• _Activity_:
The whole listing below, with no pictures, is to be repeated as it stands.

*** Extracted data Section Begins ***

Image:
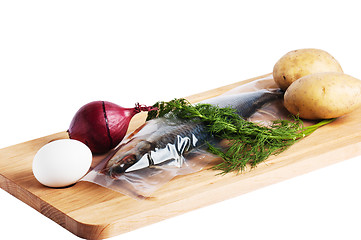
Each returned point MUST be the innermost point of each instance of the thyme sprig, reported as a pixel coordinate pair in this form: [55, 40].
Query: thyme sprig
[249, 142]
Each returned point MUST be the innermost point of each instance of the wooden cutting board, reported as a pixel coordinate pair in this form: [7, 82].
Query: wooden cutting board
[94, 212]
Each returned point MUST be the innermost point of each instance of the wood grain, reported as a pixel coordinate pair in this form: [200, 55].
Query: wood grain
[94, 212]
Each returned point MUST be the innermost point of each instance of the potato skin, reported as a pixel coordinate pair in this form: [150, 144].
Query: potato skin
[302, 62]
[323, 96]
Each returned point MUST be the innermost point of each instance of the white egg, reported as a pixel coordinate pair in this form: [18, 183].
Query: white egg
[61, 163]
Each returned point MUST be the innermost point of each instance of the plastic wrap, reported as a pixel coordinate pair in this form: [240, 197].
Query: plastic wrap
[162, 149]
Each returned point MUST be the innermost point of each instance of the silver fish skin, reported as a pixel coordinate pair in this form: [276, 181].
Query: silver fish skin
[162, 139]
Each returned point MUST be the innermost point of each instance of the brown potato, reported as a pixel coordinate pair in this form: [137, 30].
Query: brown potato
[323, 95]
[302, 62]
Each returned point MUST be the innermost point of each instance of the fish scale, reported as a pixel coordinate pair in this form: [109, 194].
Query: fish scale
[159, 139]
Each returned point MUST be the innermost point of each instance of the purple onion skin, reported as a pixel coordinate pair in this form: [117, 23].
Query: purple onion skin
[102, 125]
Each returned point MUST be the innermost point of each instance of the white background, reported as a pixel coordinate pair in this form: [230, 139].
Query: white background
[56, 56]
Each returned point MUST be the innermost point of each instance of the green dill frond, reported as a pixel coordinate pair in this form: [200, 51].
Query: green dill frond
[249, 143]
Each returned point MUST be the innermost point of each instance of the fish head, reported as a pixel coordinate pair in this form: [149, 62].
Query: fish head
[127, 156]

*** Extracted data Section Ends ***

• _Response below_:
Image:
Each returned point MUST be the innermost point of each instance of the thyme sprig, reported as a pixel coordinate pair in this form: [55, 40].
Query: thyme sprig
[249, 142]
Each returned point MUST be the innermost point of each instance of the wooden cutting board, reported as a pixel coordinate pair in this form: [7, 82].
Query: wooden cutting board
[94, 212]
Each returned point MUST be the innermost point of each instance of the wood grain, reported as a pixel coordinate pair in this form: [200, 55].
Query: wood grain
[94, 212]
Each returned point MUST be the innermost point of each instance of the potato skin, reported as a pixel coordinate pair in this form: [150, 144].
Query: potato skin
[302, 62]
[323, 96]
Each returned point MUST be the innermost point of each instance of the white egg, reported as a pixel coordinate pair in this form: [18, 183].
Query: white egg
[61, 163]
Each returned point MUST be the innermost point of each instance of the plastic wrap, reported as a pixel coordinate pair in this form: [240, 197].
Query: plastic wrap
[162, 149]
Each returned point MUST be the innermost point of each instance of the silver fish skin, reported as a pixel coordinate pair in this form: [276, 181].
Query: silver fish skin
[162, 139]
Each returned point MUST be the innermost point of each instance of the brown potato, reported as a pixel coordinate pair in this form: [137, 30].
Query: brown potato
[323, 95]
[302, 62]
Each returned point MUST be the innermost point of each instance of the fish scale, reported as a pixel coordinate pair in this form: [109, 194].
Query: fish scale
[159, 139]
Each returned point MUST be the innermost point of each instance of the purple onion skin, reported as a pixel coordinate pair in this form: [117, 23].
Query: purple onion skin
[102, 125]
Each returned point MUST be the innermost point of each instance of the white background, reported as a pixel coordinate pair in this form: [230, 139].
Query: white background
[56, 56]
Each returned point MUST be the innermost point of each instance of the green dill frond, reported as a pixel coordinate pair in this form: [200, 51].
Query: green dill frond
[249, 143]
Each returned point MUST be the innermost point of each instance of the fish head, reported as a pixel coordinate pair in this form: [149, 62].
Query: fish head
[127, 156]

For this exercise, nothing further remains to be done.